** START OF Data entries **

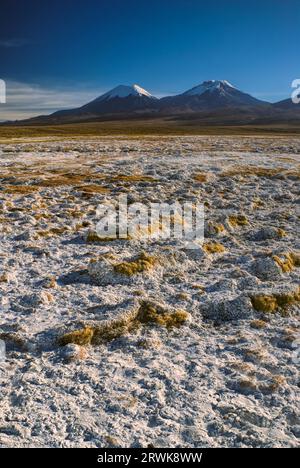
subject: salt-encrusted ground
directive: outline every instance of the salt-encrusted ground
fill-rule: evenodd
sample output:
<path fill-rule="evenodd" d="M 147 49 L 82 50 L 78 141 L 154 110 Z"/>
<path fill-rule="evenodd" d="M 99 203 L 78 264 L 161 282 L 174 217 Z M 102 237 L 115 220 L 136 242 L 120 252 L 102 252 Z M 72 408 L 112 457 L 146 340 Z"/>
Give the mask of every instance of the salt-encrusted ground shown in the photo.
<path fill-rule="evenodd" d="M 295 447 L 299 154 L 296 138 L 1 144 L 0 446 Z M 124 192 L 204 202 L 206 244 L 87 242 Z M 147 271 L 114 273 L 141 251 Z M 141 303 L 188 320 L 144 323 Z M 125 313 L 119 337 L 62 346 Z"/>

** END OF Data entries **

■ **The problem**
Copy all of the data above verbatim, omitting the pictures.

■ **Solution**
subject: salt-encrusted ground
directive: outline every instance of the salt-encrusted ground
fill-rule: evenodd
sample output:
<path fill-rule="evenodd" d="M 147 49 L 82 50 L 78 141 L 154 110 Z"/>
<path fill-rule="evenodd" d="M 99 203 L 78 264 L 161 282 L 174 217 Z M 102 237 L 115 220 L 136 242 L 120 252 L 102 252 Z M 72 408 L 112 457 L 146 340 Z"/>
Give the mask of every instance of the salt-encrusted ground shown in the photo.
<path fill-rule="evenodd" d="M 295 447 L 299 154 L 296 138 L 1 144 L 0 446 Z M 124 192 L 204 202 L 206 244 L 87 242 Z M 147 271 L 114 273 L 141 251 Z M 141 303 L 188 320 L 144 323 Z M 125 313 L 119 337 L 62 346 Z"/>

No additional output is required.